Problems to solve
1. On what date is Chaldean National Flag Day, according to the passage about the Chaldean National Flag?
2. In the listing, can you rewrite the lines from the one containing "The client would like the american" up to and including the one containing "[343,418,367,460]", with "cap" replaced by "hat" and nothing else changed?
## BEGIN Passage shown
The Chaldean National Flag In The Loop
Chaldeans the indigenous people of Mesopotamia are so confident of their history and remarkable heritage. Thus no Chaldean will visit a site or a Facebook page run by the so-called 20th Century Assyrian Cult to attack them or leave a message of hate behind. We are just focusing on positive messages in life and educating others about over 7300 years of Chaldeans' deep and rich history. May 17th is the Chaldean National Flag Day and I would like on this blessed occasion to explain to those who are not aware of the fact that the Chaldean National Flag CNF is also considered a masterpiece artwork. The main goal of this article is to furnish our beloved Chaldeans and friends with sufficient relevant information and particular technical details about the Chaldean National Flag, i.e., CNF Copyright.
Before answering the hilarious question addressed every so often by some anti-Chaldean racist regarding the copyright certificate of the Chaldean National Flag, I want to bring to everybody’s attention an important point concerning the Assyrian Flag.
It is worth noting that the Chaldean Nestorians aka Aṭuraie/Chaldeaie Neṣtornaie who adopted in 1976 the ancient state name (Assyria) and falsely claimed it as an ethnic name are violating both scientific history discoveries and Biblical statements. All the historical documents assure that the modern cult's made-up name (Assyrian) was faked by the MI-6 in London, England, and embossed on these Chaldean Nestorians to use them as local pawns who could assist them in achieving their colonial mission in the Middle East. However, this false identity was never adopted officially until 1976. This unprecedented action to adopt the British made-name was taken after assassinating their superior leader, the Chaldean Nestorian Patriarch Mar Shimun XXIII Eshai on Nov. 6, 1975, who strongly refused to change his ancestor's official Church Seal from Chaldean to the 20th-century Assyrian cult fake name.
As it is well known, the designer of the 20th Century Assyrian Cult’s flag was the late George Atanous, a mere historian and definitely no artist. He was born in Russia in 1919. His parents were Chaldeaie Neṣtornaie originally from the town of Urmia, Iran. He studied for two years after high school in India (oilfields technical drawing). His design that was imposed on the 1976 cult by the Assyrian Universal Alliance AUA (a hardcore hateful group and anti-Chaldean politically motivated) was rejected for years by the majority of that cult. In fact, that inaccurate design shape and composition derived from the British flag and was openly criticized and refused by the Assyrian American Educational Association.
However, because of too much political pressure and money involved in this matter, the design was posted on the front cover of the September/October 1981 issue of the Assyrian Star magazine depicts the 1981 Miss Assyrian winner holding the so-called modern Assyrian flag.
Despite that approval from the Assyrian American Educational Association, the design was and still is depicted today in two different shapes - with and without the top symbol of the god Shamash, who is also referred to in some sources as the god Ashur. To learn about this Egyptian / Asiatic-Anatolian symbol, read the section Relishing the Illusion in The Untold Story of Native Iraqis, Chaldean Mesopotamians 5300 BC – Present, PP 131-140.
ANSWERING A QUESTION: IS THE CNF COPYRIGHTED & WHY?
## END Passage shown
## BEGIN Available records
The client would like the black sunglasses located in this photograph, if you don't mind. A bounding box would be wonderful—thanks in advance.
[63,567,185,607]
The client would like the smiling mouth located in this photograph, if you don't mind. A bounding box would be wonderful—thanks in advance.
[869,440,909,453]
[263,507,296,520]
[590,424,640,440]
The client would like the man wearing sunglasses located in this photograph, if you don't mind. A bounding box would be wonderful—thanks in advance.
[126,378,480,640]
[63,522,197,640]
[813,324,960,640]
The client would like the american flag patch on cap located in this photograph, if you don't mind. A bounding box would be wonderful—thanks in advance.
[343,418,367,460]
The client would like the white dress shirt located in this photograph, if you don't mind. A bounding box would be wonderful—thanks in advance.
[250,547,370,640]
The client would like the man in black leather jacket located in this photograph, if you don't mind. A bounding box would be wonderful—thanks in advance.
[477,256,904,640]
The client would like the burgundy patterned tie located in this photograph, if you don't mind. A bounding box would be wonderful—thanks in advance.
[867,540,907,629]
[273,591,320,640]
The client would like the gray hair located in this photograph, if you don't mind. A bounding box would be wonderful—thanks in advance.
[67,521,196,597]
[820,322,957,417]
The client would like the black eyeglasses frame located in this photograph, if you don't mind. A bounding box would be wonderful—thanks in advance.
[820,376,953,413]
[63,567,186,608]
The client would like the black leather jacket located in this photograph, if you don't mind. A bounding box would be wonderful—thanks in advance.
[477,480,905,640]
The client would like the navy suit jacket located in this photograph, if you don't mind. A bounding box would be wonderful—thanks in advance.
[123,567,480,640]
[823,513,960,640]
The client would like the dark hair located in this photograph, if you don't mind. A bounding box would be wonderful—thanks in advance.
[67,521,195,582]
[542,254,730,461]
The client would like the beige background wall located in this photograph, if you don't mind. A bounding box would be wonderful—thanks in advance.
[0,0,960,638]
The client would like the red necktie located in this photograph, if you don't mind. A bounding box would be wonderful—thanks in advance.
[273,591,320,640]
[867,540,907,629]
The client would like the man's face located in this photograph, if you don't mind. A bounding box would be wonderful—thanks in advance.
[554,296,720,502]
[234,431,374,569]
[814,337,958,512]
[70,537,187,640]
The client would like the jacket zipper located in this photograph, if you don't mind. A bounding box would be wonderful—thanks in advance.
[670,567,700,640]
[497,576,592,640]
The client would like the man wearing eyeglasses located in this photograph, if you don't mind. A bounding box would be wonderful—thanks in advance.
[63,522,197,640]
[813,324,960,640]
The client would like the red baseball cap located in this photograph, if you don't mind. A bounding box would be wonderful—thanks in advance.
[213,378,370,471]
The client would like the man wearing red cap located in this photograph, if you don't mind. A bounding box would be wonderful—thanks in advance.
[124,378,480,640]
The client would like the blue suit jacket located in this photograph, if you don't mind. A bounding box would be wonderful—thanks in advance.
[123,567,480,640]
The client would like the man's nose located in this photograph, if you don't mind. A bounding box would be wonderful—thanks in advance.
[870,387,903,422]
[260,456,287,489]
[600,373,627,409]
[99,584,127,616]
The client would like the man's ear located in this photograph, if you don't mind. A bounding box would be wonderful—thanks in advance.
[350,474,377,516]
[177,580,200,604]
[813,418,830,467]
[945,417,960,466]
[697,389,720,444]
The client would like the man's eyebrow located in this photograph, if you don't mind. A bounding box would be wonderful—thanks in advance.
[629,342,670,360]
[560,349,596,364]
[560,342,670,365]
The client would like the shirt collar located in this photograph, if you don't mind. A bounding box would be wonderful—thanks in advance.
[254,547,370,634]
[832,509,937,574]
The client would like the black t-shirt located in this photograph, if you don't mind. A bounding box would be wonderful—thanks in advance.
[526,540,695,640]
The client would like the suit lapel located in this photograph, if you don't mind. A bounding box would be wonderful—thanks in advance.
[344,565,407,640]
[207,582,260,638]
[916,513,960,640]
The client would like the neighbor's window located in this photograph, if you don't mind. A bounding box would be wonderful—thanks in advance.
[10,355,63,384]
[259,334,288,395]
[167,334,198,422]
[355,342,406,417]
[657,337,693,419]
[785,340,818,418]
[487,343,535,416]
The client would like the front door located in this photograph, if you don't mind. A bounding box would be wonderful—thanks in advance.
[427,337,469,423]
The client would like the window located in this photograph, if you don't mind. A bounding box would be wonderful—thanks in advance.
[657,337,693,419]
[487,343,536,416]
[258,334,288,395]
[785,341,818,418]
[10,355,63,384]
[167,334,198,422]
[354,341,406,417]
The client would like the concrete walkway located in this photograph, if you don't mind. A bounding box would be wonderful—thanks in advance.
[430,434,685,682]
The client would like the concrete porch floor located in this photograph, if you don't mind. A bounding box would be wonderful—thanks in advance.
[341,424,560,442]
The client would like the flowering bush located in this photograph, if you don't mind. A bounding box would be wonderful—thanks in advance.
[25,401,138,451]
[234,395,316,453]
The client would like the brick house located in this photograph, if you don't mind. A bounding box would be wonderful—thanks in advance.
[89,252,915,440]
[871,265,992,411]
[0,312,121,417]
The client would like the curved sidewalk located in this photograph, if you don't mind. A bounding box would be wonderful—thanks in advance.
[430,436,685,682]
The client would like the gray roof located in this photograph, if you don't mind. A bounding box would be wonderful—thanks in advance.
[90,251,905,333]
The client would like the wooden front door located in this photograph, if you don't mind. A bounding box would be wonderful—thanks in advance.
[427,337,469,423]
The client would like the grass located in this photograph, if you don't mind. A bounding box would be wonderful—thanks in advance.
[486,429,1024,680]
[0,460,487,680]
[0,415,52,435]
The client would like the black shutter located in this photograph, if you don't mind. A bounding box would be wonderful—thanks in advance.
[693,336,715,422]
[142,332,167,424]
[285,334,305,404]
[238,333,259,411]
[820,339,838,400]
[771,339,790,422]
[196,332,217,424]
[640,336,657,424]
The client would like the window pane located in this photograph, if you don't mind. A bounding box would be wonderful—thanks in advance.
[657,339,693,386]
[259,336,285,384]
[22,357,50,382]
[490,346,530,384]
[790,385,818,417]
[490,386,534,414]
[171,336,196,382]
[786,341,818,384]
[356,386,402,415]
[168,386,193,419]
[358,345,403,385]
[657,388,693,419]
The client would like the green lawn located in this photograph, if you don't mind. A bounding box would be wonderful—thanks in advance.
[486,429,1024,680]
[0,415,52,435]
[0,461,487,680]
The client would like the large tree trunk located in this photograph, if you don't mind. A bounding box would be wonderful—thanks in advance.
## END Available records
## BEGIN Available records
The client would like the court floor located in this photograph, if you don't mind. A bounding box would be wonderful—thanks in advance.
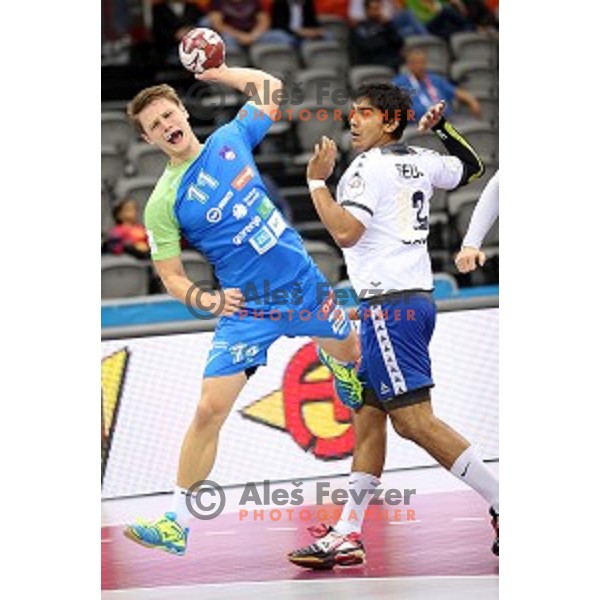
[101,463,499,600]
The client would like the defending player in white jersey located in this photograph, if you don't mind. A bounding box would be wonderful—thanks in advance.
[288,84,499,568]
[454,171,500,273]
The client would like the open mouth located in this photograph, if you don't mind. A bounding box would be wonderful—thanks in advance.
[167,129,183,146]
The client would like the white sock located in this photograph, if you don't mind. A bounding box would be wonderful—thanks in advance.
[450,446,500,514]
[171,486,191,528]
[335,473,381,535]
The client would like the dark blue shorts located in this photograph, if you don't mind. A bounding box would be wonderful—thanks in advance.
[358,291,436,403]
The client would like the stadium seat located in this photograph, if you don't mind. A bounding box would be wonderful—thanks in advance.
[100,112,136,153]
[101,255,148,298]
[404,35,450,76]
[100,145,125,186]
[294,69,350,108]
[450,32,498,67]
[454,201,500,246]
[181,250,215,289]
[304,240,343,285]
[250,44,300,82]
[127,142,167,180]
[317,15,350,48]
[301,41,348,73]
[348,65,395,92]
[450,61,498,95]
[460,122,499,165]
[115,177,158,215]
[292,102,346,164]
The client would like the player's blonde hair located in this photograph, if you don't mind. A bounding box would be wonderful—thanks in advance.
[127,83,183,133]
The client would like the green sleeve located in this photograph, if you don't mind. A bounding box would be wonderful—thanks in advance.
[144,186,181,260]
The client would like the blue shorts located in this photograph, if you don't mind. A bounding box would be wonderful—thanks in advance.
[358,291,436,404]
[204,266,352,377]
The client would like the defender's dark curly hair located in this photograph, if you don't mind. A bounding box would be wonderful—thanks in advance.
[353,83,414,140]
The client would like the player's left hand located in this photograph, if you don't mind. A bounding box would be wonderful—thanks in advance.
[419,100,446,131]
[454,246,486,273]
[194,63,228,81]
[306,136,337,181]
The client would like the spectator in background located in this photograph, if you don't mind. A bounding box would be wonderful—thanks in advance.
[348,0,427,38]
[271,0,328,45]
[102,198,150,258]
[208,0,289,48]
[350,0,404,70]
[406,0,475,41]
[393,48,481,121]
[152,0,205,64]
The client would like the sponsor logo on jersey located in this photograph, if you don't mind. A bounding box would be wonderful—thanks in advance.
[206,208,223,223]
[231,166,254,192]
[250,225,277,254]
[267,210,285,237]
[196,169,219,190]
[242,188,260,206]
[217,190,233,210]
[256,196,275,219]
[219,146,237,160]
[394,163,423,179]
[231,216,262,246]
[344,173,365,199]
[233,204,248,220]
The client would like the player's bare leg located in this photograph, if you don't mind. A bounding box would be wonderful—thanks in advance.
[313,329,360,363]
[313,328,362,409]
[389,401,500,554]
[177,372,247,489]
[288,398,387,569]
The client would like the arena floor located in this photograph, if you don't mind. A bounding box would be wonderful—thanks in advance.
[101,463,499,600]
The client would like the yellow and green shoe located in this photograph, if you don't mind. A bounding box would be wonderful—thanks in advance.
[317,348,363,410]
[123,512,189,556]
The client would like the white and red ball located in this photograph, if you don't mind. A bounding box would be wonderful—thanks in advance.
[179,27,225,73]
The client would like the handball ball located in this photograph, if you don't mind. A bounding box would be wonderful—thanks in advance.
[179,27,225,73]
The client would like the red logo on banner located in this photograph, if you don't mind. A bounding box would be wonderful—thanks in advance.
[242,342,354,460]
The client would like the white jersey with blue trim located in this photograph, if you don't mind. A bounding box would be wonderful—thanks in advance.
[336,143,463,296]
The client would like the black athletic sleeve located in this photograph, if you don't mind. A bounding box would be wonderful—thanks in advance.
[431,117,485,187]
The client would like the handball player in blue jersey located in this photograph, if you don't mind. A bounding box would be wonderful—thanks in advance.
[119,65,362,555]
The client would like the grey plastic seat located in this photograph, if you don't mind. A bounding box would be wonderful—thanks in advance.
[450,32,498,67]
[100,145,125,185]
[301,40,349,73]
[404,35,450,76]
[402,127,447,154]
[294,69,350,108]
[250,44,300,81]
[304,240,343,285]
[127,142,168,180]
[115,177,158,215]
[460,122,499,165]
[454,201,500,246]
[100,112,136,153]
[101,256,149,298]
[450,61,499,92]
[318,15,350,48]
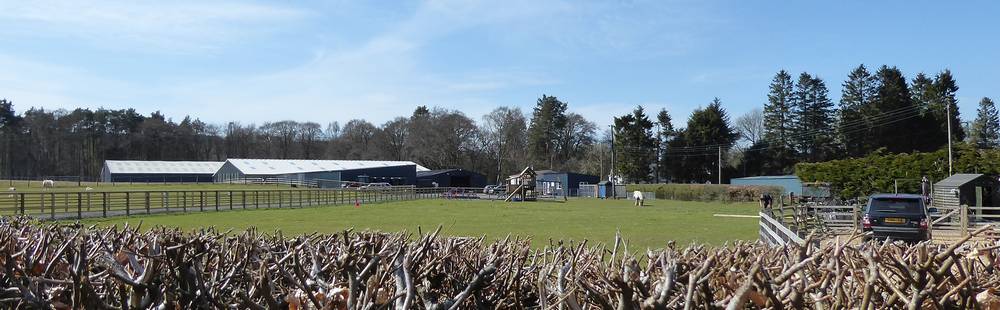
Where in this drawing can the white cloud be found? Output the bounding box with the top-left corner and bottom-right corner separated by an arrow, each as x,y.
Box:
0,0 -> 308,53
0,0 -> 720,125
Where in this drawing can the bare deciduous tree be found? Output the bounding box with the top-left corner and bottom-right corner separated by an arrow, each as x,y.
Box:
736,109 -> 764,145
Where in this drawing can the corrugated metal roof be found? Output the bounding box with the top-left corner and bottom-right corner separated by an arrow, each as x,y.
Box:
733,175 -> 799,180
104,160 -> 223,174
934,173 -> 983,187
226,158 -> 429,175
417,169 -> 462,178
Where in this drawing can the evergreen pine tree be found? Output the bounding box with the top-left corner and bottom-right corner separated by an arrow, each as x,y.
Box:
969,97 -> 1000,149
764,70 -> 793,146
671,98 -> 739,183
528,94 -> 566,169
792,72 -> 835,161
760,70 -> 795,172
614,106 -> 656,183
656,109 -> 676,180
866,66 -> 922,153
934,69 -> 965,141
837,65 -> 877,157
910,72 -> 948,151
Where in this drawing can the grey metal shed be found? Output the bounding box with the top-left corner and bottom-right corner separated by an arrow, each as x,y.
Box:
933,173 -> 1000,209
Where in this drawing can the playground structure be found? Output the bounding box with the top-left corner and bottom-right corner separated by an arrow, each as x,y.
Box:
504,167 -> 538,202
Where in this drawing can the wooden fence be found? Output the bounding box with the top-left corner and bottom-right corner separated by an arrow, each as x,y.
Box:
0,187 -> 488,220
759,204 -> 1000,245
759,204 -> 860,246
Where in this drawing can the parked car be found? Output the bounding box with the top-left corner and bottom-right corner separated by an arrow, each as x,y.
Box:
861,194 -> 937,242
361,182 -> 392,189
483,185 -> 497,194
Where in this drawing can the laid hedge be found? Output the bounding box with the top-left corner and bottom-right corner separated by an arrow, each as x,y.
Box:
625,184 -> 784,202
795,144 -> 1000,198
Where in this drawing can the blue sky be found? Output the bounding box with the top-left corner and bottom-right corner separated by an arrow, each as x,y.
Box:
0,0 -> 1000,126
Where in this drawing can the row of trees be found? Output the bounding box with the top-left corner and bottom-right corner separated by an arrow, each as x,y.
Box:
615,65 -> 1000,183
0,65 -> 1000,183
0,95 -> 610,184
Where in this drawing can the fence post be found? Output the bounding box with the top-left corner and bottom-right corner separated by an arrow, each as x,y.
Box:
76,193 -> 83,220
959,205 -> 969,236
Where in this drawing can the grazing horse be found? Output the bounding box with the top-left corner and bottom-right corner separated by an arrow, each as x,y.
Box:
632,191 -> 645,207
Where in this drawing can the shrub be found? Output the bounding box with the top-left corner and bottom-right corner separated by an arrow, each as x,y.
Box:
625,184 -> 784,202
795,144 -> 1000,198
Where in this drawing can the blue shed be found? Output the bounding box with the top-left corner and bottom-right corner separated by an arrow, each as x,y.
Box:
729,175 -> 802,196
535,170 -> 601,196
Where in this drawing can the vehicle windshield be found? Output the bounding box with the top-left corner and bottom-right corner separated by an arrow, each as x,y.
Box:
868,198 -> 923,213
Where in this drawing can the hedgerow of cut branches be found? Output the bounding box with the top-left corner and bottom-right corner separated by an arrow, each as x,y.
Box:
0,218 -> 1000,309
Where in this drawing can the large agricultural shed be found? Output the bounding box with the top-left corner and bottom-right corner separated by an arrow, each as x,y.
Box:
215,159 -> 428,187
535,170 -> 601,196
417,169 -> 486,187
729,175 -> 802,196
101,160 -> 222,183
## END Available records
## BEGIN Available records
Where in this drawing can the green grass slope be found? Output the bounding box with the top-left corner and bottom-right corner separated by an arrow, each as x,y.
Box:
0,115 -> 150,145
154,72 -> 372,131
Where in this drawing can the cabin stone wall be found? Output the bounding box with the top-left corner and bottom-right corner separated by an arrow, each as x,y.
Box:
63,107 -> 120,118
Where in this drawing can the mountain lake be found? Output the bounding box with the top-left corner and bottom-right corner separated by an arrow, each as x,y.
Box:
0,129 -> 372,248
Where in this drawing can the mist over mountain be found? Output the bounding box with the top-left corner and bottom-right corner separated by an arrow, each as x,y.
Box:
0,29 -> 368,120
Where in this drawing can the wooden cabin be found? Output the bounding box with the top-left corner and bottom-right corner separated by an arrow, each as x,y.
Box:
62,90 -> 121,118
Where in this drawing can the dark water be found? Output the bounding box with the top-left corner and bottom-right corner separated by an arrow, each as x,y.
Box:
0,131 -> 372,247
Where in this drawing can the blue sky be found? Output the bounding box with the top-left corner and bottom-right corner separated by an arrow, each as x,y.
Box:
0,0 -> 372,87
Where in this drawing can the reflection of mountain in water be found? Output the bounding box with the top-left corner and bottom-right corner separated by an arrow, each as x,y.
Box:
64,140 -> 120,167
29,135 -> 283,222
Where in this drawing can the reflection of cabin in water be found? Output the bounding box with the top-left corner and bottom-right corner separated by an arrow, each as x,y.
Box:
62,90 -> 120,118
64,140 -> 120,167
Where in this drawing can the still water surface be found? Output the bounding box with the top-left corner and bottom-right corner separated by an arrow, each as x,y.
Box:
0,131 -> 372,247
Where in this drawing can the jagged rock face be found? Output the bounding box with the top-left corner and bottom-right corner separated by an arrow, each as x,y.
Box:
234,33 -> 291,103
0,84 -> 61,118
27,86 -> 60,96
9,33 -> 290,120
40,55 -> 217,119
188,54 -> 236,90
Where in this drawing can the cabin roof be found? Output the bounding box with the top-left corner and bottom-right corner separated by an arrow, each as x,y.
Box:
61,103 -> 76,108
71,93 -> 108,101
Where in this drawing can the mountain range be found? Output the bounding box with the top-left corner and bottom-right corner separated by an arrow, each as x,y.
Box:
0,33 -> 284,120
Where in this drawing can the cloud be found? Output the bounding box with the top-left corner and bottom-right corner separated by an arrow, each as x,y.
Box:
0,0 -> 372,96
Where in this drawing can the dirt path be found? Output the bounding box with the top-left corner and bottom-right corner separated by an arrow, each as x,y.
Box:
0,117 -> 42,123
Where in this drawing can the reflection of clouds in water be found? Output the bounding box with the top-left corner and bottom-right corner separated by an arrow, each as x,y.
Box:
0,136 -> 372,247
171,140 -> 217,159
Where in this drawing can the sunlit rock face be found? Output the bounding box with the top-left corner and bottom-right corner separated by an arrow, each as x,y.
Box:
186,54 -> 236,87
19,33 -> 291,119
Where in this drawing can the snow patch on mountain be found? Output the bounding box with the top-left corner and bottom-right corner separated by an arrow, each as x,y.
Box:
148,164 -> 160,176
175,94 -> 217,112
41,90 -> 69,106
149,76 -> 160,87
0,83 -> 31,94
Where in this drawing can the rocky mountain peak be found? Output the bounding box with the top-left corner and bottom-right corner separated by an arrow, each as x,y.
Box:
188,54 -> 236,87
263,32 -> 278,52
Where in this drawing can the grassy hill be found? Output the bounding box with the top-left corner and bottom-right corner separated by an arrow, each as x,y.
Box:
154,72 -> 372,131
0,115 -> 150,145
## END Available records
Results for the exercise
1. May 17th

2.
The client would like the american flag patch on hat located in this photograph, if you don't mind. A bounding box would be wonderful—thanks in advance.
[343,418,367,460]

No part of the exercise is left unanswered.